[Saved data entries]
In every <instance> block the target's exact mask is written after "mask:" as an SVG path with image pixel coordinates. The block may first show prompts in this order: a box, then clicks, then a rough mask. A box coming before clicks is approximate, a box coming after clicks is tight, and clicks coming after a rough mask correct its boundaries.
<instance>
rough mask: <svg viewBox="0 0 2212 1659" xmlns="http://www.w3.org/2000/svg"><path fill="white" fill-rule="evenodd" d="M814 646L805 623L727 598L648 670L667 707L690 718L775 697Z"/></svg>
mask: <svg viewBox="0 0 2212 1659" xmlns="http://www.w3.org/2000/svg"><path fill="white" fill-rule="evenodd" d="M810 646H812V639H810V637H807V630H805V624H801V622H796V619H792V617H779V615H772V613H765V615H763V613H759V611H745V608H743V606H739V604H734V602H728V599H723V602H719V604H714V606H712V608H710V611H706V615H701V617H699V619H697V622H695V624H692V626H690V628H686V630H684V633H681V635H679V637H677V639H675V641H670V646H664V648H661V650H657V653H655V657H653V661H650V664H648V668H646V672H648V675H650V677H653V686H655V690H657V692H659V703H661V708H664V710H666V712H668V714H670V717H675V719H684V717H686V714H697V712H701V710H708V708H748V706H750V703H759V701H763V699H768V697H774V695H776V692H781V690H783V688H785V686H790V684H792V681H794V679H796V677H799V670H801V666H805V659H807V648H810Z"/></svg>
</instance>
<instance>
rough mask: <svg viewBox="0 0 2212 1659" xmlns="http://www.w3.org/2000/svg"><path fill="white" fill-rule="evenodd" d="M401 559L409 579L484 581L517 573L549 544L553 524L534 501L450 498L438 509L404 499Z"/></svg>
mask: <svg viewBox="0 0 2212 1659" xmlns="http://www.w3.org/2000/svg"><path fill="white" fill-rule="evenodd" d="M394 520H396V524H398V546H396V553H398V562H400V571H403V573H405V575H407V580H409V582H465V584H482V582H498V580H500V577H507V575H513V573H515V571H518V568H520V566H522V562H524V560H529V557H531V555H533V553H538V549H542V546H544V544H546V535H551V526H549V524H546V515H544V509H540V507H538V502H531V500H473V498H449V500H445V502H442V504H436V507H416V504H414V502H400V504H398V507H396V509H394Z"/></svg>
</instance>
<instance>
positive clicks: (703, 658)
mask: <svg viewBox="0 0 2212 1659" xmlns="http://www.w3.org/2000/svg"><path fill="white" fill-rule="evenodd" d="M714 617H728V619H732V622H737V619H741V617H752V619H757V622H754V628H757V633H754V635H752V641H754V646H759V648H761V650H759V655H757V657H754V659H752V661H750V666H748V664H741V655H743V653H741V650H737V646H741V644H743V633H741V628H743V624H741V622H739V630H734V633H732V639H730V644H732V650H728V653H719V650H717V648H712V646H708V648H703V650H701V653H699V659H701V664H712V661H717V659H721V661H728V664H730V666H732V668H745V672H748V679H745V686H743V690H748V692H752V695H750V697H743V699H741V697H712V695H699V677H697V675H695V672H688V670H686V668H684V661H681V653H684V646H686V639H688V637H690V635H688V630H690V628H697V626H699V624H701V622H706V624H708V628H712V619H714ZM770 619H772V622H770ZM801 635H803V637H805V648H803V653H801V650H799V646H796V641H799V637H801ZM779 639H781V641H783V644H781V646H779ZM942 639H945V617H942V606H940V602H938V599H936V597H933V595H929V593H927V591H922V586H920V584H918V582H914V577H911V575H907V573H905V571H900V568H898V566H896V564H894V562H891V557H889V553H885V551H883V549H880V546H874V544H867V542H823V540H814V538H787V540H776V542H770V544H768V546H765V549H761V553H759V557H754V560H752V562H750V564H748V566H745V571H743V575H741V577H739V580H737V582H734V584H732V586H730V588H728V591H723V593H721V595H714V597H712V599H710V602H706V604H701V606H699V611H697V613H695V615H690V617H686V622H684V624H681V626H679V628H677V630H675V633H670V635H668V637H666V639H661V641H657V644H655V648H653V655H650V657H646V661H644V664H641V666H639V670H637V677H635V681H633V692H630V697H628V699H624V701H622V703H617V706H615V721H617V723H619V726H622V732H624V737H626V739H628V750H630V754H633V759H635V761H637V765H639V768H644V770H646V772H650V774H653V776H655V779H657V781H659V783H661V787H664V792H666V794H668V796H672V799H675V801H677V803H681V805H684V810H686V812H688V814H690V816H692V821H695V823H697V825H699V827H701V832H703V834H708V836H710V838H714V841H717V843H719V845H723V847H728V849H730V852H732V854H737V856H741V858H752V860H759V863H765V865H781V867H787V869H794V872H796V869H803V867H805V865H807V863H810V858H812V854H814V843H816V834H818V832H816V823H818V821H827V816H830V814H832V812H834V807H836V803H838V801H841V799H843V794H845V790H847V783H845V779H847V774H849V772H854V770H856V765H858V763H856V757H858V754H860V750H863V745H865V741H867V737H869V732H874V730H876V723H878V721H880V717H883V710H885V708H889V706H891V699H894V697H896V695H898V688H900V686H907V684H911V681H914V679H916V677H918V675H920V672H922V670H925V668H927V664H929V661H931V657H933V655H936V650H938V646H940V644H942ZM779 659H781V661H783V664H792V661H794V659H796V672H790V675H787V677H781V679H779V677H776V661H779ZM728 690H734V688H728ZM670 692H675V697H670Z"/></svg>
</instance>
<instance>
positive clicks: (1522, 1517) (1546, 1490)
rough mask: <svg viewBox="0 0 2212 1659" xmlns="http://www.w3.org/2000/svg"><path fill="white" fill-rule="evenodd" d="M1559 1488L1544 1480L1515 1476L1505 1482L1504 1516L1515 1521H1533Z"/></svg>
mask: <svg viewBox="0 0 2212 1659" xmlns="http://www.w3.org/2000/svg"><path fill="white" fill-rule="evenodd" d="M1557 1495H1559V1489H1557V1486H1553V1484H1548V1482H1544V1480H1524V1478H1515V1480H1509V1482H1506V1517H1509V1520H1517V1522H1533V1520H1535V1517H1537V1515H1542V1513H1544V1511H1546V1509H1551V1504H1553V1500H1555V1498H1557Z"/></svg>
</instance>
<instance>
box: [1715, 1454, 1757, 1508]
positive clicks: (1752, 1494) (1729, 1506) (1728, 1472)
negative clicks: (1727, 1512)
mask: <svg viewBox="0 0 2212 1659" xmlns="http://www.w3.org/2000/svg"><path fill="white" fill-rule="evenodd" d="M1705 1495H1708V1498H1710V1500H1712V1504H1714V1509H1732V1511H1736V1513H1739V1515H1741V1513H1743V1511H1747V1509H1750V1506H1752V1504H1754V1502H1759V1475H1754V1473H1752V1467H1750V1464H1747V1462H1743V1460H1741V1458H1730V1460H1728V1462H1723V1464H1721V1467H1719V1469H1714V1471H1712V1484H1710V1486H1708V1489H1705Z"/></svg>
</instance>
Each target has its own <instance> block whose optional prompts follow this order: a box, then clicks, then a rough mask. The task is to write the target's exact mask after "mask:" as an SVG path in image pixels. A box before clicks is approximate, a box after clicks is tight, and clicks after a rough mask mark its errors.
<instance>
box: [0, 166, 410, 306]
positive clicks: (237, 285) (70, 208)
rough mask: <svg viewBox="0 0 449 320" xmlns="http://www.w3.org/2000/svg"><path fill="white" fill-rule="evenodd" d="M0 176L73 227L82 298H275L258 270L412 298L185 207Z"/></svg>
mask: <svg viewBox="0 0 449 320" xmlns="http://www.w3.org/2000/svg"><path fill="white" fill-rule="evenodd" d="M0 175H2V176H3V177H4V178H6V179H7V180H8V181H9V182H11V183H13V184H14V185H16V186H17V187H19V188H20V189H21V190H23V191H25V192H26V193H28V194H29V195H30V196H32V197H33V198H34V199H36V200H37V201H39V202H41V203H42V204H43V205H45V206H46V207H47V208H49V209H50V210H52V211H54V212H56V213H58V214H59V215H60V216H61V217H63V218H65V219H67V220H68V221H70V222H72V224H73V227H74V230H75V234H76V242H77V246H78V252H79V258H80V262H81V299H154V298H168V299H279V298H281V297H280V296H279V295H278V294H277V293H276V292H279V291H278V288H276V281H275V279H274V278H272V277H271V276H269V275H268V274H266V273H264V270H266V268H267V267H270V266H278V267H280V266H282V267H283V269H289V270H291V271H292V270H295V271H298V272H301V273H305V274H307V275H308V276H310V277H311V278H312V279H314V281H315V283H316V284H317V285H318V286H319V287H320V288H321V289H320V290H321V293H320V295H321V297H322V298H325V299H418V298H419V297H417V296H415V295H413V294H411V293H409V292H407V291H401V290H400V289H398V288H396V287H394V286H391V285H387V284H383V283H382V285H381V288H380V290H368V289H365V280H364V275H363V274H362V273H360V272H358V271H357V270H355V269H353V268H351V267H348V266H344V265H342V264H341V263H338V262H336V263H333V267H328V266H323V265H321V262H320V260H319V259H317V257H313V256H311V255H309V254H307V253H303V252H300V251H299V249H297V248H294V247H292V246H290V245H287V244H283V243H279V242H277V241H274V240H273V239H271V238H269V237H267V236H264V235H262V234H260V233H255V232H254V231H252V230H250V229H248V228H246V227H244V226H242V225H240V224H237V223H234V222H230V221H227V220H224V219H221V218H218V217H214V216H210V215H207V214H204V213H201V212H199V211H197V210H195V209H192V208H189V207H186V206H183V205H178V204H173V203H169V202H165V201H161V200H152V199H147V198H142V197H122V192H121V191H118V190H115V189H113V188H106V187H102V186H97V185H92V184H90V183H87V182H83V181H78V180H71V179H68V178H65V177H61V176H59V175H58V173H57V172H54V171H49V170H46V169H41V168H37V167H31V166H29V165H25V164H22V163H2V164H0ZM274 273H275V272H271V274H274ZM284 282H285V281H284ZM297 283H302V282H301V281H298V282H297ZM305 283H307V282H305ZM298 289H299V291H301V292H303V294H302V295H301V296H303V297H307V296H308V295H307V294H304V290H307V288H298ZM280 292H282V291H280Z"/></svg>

§ **Exercise description**:
Find every line in the entries above that contains the word "positive", with case counting, and copy each of those lines in full.

§ **Response**:
positive clicks: (703, 658)
positive clicks: (1522, 1517) (1546, 1490)
positive clicks: (1752, 1494) (1729, 1506) (1728, 1472)
positive clicks: (237, 285) (70, 208)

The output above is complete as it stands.